[Parts of the exercise]
(a) Using the passage on contraception, mark each statement yes or no, and back each verdict with the passage's deciding words, quoted exactly. (i) Pius XI issued Casti Connubii in December 1930. (ii) Humanae Vitae condemns both artificial contraceptives and the rhythm method. (iii) The passage holds that the kind of contraceptive used determines whether contraception is moral.
(b) Carry the passage on contraception forward from its last sentence.

Natural or “Unnatural” Contraception? This leads us to consider the manner of controlling the reproductive cycle. This issue is addressed by the second question, namely, do we have the right to interfere with the reproductive cycle established by God? The historic answer of the Roman Catholic Church has been a resounding “NO!” In December 1930, Pius XI reaffirmed the traditional Catholic position against contraceptives in his encyclical Casti Connubii: “Since therefore the conjugal act is destined primarily by nature for the begetting of children, those who in exercising it [contraception] deliberately frustrate its natural effect and purpose, sin against nature, and commit a deed which is shameful and intrinsically vicious.”
The unyielding historical Catholic position has been tempered by Pope Paul VI’s encyclical Humanae Vitae (July 29, 1968) which acknowledges the morality of the sexual union between husband and wife, even if not directed to the procreation of children. Moreover, the encyclical, while condemning artificial contraceptives, allows for a natural method of birth control, known as the “rhythm method.” This method consists of confining intercourse to the infertile periods in the wife’s menstrual cycle.
The attempt of Humanae Vitae to distinguish between “artificial” and “natural” contraceptives, making the former immoral and the latter moral, smacks of artificiality. Why is it “artificial” to block the flow of the sperm in the uterus and yet not “artificial” to time the placement of the sperm so that it does not fertilize an egg? In either case, the fertilization of the egg is prevented by human intelligence. Moreover, to reject as immoral the use of artificial contraceptives can lead to rejecting as immoral the use of any artificial vaccine, hormone or medication which is not produced naturally by the human body.
The morality or immorality of contraception is determined not by the kinds of contraceptives we use, but by the reasons for their use. “Like most other human inventions,” writes David Phypers, “contraception is morally neutral; it is what we do with it that counts. If we use it to practice sex outside marriage or selfishly within marriage, or if through it we invade the privacy of others’ marriages, we may indeed be guilty of disobeying the will of God and of distorting the marriage relationship. But if we use it with a proper regard for the health and well-being of our partners and our families, then it can enhance and strengthen our marriages. Through contraception we can protect our marriage from the physical, emotional, economic, and psychological strains they might suffer through further pregnancies, while at the same time we can use the act of marriage, reverently and lovingly, as it was intended, to bind us together in lasting union.”

[Information shown]
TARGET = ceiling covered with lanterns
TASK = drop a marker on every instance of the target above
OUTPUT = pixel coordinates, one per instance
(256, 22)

[Answers]
(a)
(i) Yes: "In December 1930, Pius XI reaffirmed the traditional Catholic position against contraceptives in his encyclical Casti Connubii"
(ii) No: "while condemning artificial contraceptives, allows for a natural method of birth control, known as the “rhythm method.”"
(iii) No: "The morality or immorality of contraception is determined not by the kinds of contraceptives we use, but by the reasons for their use."

(b)
Contraception and Sin. To ban contraception, as the Catholic Church has done historically, means to ignore the effects of sin on marriage, sex and childbirth. If sin had not entered into this world, there would have been no need for contraception. The menstrual cycle and the fertility rate would have been regular in all women. Childbirth would have been easy and painless. The abundant provisions of the earth would have amply satisfied the need for food and shelter. The socio-political structures of a perfect society would have provided to any child unlimited educational and professional opportunities.
But sin has spoiled our world. Both the human and sub-human creation has been marred by sin. Some women are very fertile while others totally infertile. Childbirth is a great source of pain to most women. Thorns, thistles, pests, and droughts destroy our crops. The socio-political systems of many developing countries are unable to provide adequate housing, education, employment, and medial services to most members of their societies. Christians are not spared the results of sin. Christian mothers may not be able to give birth without caesarean delivery, or many suffer from various health problems. These and many other reasons may cause couples to delay, to space, or to limit the size of their families. In situations such as the ones mentioned above, contraception becomes a responsible way to respect human life and resources.
It is significant to note that the command, “Be fruitful and multiply” (Gen 1:28), is immediately followed by the command to subdue and have domination “over every living thing.” This implies that God is calling us to be responsible stewards of His creation, controlling any destablizing factor such as the threat of population explosion.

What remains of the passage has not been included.